▶ [Selected excerpt]:
- Interactive map of Kaihere
- Coordinates: 37°22′S 175°25′E﻿ / ﻿37.367°S 175.417°E
- Country: New Zealand
- Region: Waikato region
- District: Hauraki District
- Ward: Plains Ward
- Electorates: Coromandel; Hauraki-Waikato (Māori);

Government
- • Territorial Authority: Hauraki District Council
- • Regional council: Waikato Regional Council
- • Mayor of Thames-Coromandel: Peter Revell
- • Coromandel MP: Scott Simpson
- • Hauraki-Waikato MP: Hana-Rawhiti Maipi-Clarke

Area
- • Total: 16.89 km^{2} (6.52 sq mi)

Population (2023 Census)
- • Total: 135
- • Density: 7.99/km^{2} (20.7/sq mi)

= Kaihere =

Kaihere is a dispersed Waikato rural settlement on SH27, overlooking the Hauraki Plains. It has a school, hall, domain and a rest area. It is the starting point for the Hapuakohe Walkway.

▶ [Extracted entries]:
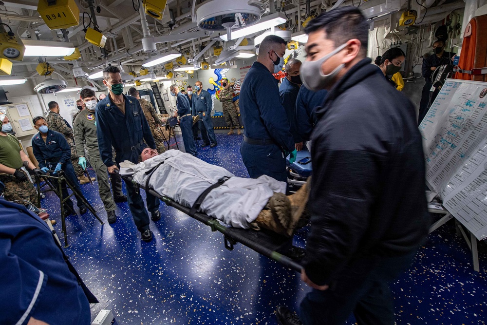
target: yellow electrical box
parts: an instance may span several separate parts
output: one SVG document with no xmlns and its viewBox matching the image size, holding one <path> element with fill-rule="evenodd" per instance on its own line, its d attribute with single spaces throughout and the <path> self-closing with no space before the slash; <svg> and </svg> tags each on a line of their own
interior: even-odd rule
<svg viewBox="0 0 487 325">
<path fill-rule="evenodd" d="M 104 47 L 105 43 L 107 42 L 106 36 L 91 27 L 87 29 L 85 39 L 98 47 Z"/>
<path fill-rule="evenodd" d="M 290 51 L 293 51 L 298 48 L 299 46 L 299 43 L 295 40 L 292 40 L 287 43 L 287 49 Z"/>
<path fill-rule="evenodd" d="M 0 33 L 0 57 L 22 61 L 25 47 L 20 38 L 11 33 Z"/>
<path fill-rule="evenodd" d="M 181 56 L 176 59 L 176 62 L 179 65 L 185 65 L 187 61 L 186 60 L 186 58 L 184 57 L 184 56 Z"/>
<path fill-rule="evenodd" d="M 75 0 L 49 2 L 48 0 L 39 0 L 37 11 L 52 31 L 77 26 L 79 22 L 79 8 Z"/>
<path fill-rule="evenodd" d="M 7 76 L 12 73 L 13 63 L 6 58 L 0 58 L 0 76 Z"/>
<path fill-rule="evenodd" d="M 405 11 L 399 19 L 399 26 L 409 26 L 414 23 L 416 20 L 416 12 L 414 10 Z"/>
<path fill-rule="evenodd" d="M 207 70 L 210 68 L 210 65 L 206 61 L 203 61 L 201 64 L 201 70 Z"/>
<path fill-rule="evenodd" d="M 77 60 L 81 57 L 81 54 L 79 53 L 79 49 L 77 47 L 75 47 L 75 52 L 73 52 L 73 54 L 64 57 L 64 59 L 67 61 L 73 61 L 74 60 Z"/>
<path fill-rule="evenodd" d="M 160 20 L 167 2 L 167 0 L 144 0 L 142 4 L 146 14 Z"/>
<path fill-rule="evenodd" d="M 170 62 L 169 63 L 166 63 L 164 65 L 164 69 L 167 70 L 171 70 L 172 68 L 174 67 L 174 64 L 172 62 Z"/>
<path fill-rule="evenodd" d="M 218 57 L 222 54 L 223 51 L 223 47 L 222 46 L 213 46 L 213 55 Z"/>
<path fill-rule="evenodd" d="M 51 76 L 54 72 L 54 68 L 47 62 L 41 62 L 37 65 L 36 71 L 39 76 Z"/>
</svg>

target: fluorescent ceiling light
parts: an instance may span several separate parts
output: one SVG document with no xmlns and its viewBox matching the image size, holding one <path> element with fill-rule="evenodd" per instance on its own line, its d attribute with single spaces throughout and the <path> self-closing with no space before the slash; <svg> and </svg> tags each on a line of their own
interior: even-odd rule
<svg viewBox="0 0 487 325">
<path fill-rule="evenodd" d="M 21 85 L 27 81 L 25 78 L 16 76 L 0 77 L 0 86 Z"/>
<path fill-rule="evenodd" d="M 24 57 L 66 57 L 73 54 L 75 47 L 73 43 L 46 40 L 22 40 L 25 46 Z"/>
<path fill-rule="evenodd" d="M 59 93 L 67 93 L 68 92 L 77 92 L 81 90 L 81 87 L 72 87 L 70 88 L 64 88 L 62 90 L 60 90 L 57 92 Z"/>
<path fill-rule="evenodd" d="M 300 43 L 307 43 L 308 34 L 305 33 L 300 33 L 292 36 L 291 39 Z"/>
<path fill-rule="evenodd" d="M 265 17 L 262 17 L 261 18 L 261 20 L 256 24 L 238 29 L 235 31 L 232 31 L 231 39 L 235 39 L 241 37 L 257 33 L 258 32 L 260 32 L 261 31 L 269 29 L 275 26 L 283 24 L 286 22 L 287 20 L 286 16 L 282 13 L 277 12 L 271 14 Z M 228 40 L 226 34 L 222 35 L 220 37 L 225 41 Z"/>
<path fill-rule="evenodd" d="M 163 53 L 160 56 L 154 57 L 146 60 L 142 63 L 142 66 L 146 68 L 153 67 L 157 64 L 171 61 L 180 56 L 181 55 L 179 52 L 176 51 L 170 51 L 169 52 Z"/>
<path fill-rule="evenodd" d="M 188 64 L 187 65 L 180 65 L 178 68 L 174 68 L 174 71 L 194 71 L 199 70 L 201 68 L 198 65 L 194 66 L 192 64 Z"/>
<path fill-rule="evenodd" d="M 240 58 L 248 58 L 255 56 L 255 53 L 250 51 L 241 51 L 237 57 Z"/>
<path fill-rule="evenodd" d="M 94 72 L 88 76 L 88 79 L 99 79 L 103 76 L 103 71 Z"/>
</svg>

▶ [What to work on]:
**a.** Does the Kaihere entry agree with each statement below? For each one, answer yes or no and quote the exact words from the entry that decide it.
(i) Kaihere lies in the Hauraki District.
(ii) The 2023 Census gives Kaihere a total population of 153.
(iii) Kaihere is the starting point for the Hapuakohe Walkway.
**b.** Please copy the part of the Kaihere entry that opens with the words containing "- • Total: 135" and closes with "the Hapuakohe Walkway.".

▶ [Answers given]:
**a.**
(i) Yes: "District: Hauraki District"
(ii) No: "Total: 135"
(iii) Yes: "It is the starting point for the Hapuakohe Walkway."

**b.**
- • Total: 135
- • Density: 7.99/km^{2} (20.7/sq mi)

= Kaihere =

Kaihere is a dispersed Waikato rural settlement on SH27, overlooking the Hauraki Plains. It has a school, hall, domain and a rest area. It is the starting point for the Hapuakohe Walkway.